• What you need to do:
- 1) Condense the paragraph of the Equality Tribunal decision beginning "The complainant referred a claim" into a bulleted list that keeps its main facts.
- 2) According to the Equality Tribunal decision, on what date did the complainant's employment as a cleaner with the respondent begin?
- 3) Carry on the Equality Tribunal decision from the point where it stops.

[[ Page extract, beginning ]]

The Equality Tribunal
Employment Equality Acts 1998 to 2011
EQUALITY OFFICER'S DECISION
NO: DEC-E2012-001
Parties
Mokhtar Hbari
(Represented by Grogan and Associates Solicitors)
V
Noonan Services Limited
(Represented by Irish Business and Employers Confederation)
File Reference No. EE/2009/179 and EE/2009/423 and EE/2009/475
Date of Issue: 26th January 2012
Key words:
Employment Equality Acts - Discriminatory treatment - Training - Conditions of Employment -- Victimisation - Race- Prima Facie Case
1. Dispute and delegation
1.1 This dispute concerns a claim by Mr. Mokhtar Hbari (hereafter "the complainant") that he was subjected to discriminatory treatment and victimisation by Noonan Services Limited (hereafter "the respondent") on the grounds of his race.
1.2 The complainant referred a claim of discrimination to the Director of the Equality Tribunal on 16 March 2009 under the Employment Equality Acts. Further complaints alleging harassment and victimisation on the race ground were received on 24th June and 14th July 2009. The complaint of harassment was withdrawn at the hearing. In accordance with his powers under section 75 of the Acts, the Director then delegated these cases to Orlaith Mannion - an Equality Officer - for investigation, hearing and decision and for the exercise of other relevant functions of the Director under Part VII of the Acts on 29th September 2011. The investigation commenced on that day. As required by Section 79(1) and as part of my investigation, a hearing was scheduled for 12th October 2011. An Arabic interpreter was requested by the complainant.
2. Case for the complainant
2.1. The complainant - who is an Irish citizen - is originally from Tunisia. He is employed as a cleaner with the respondent company since 11 January 2001. He is still in the respondent's employment.
2.2. The complainant submits that he was not provided with a contract of employment. It was submitted that there is a requirement to take special measures to advise a foreign national of employment rights.

[[ Page extract, end ]]
[[ Given information, beginning ]]

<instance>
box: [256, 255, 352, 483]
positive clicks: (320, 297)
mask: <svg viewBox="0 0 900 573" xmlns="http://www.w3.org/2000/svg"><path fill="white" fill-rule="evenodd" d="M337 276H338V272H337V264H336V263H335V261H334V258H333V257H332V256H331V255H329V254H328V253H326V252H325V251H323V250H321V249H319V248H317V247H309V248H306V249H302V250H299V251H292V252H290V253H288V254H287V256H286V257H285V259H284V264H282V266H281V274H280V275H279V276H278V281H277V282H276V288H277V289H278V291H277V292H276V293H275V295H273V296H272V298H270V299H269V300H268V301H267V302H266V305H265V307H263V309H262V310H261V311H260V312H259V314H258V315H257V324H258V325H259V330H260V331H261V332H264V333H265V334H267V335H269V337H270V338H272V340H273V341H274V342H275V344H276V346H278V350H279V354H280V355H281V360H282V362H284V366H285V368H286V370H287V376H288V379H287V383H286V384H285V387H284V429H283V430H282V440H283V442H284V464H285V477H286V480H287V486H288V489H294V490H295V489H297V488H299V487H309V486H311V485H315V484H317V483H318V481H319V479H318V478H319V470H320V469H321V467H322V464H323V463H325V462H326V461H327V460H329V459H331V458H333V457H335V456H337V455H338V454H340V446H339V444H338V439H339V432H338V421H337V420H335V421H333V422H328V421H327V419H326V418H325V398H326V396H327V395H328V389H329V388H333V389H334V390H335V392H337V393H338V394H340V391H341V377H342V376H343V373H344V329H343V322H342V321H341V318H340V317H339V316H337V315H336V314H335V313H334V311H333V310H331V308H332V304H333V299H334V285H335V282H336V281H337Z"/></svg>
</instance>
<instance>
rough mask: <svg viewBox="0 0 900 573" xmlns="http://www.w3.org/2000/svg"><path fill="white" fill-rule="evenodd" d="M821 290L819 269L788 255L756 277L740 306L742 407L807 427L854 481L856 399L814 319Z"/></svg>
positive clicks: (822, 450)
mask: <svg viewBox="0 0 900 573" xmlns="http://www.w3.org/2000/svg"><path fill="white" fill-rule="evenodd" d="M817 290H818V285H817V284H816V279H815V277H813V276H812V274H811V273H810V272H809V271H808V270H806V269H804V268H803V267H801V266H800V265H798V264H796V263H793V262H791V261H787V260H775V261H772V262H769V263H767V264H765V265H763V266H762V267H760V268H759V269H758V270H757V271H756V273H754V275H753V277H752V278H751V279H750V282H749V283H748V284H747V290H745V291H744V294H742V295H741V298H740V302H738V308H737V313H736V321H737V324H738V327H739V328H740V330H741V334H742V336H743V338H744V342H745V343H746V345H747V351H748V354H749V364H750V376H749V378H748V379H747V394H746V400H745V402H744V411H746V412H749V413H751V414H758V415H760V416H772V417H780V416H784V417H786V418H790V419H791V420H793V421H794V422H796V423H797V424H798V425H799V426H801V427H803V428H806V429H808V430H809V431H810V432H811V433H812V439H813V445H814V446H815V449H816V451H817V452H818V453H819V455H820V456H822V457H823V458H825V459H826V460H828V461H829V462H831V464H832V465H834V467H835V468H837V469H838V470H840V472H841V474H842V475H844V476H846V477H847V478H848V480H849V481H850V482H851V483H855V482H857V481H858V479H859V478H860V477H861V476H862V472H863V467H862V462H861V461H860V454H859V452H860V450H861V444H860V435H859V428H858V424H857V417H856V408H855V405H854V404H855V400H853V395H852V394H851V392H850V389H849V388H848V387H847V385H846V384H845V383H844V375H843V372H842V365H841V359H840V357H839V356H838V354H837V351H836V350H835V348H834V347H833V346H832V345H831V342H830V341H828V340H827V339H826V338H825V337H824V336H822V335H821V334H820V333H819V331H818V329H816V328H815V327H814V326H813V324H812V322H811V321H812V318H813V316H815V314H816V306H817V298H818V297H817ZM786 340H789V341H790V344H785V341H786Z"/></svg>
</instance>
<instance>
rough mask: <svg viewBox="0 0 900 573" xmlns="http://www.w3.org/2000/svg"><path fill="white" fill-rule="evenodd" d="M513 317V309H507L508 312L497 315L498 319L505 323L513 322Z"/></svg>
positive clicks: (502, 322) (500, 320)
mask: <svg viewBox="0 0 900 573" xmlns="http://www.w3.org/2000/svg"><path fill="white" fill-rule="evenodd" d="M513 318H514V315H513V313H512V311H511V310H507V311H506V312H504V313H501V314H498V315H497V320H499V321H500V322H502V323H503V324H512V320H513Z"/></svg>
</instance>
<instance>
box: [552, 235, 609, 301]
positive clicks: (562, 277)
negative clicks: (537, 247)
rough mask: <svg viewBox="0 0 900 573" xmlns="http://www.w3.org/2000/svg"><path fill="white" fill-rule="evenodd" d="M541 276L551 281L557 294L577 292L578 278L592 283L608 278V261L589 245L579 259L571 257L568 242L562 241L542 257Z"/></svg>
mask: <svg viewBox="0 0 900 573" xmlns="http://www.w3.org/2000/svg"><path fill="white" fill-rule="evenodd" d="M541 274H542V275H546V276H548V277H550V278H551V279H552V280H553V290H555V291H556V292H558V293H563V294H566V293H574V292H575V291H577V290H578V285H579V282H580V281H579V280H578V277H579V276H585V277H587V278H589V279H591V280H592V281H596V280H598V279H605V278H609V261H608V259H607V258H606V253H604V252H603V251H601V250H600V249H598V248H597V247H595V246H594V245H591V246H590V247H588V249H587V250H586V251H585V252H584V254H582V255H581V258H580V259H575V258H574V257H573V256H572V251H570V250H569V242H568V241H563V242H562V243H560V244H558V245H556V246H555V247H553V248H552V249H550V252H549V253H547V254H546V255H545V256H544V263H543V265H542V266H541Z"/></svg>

[[ Given information, end ]]

• Answers for the exercise:
- 1)
- The complainant referred a discrimination claim to the Director of the Equality Tribunal under the Employment Equality Acts on 16 March 2009.
- Further complaints of harassment and victimisation on the race ground were received on 24th June and 14th July 2009.
- The harassment complaint was withdrawn at the hearing.
- On 29th September 2011, under section 75 of the Acts, the Director delegated the cases to Equality Officer Orlaith Mannion for investigation, hearing and decision, and for other relevant functions under Part VII. The investigation began that day.
- As required by Section 79(1), a hearing was scheduled for 12th October 2011.
- The complainant requested an Arabic interpreter.

- 2) 11 January 2001.

- 3)
2.3 The complainant maintains he was not provided with proper Health and Safety documentation and/or training in accordance with the Health and Safety Act 2005. The complainant contends that subsequent to the decision 58 complainants v Goode Concrete (DEC-E2008-020) there is a requirement to provide foreign nationals with health and safety documentation in a language likely to be understood by the complainant.
2.4. The complainant submits that he was not paid overtime at higher rates despite the complainant is covered by Joint Labour Committee for the cleaning industry.
2.5 The complainant submitted that he was called to a disciplinary meeting after he lodged his complaints. During this meeting, Mr Hbari was told that one of the reasons why the complainant had been called to such meeting was because he had accused the respondent of being racist. The complainant submits that has never made such allegations against his employer. Furthermore he claims he was asked about the claims he had made to this Tribunal.
2.6 The complainant submitted in his complaint lodged on 14 July 2009 that at this meeting his hours were reduced from 48 to 42 hours per week.
3. Case for the respondent
3.1. The respondent provides, inter alia, contract cleaning services.
3.2. The respondent submits that a contract of employment was provided to the complainant in the same manner as to any other employee regardless of nationality/ethnic background.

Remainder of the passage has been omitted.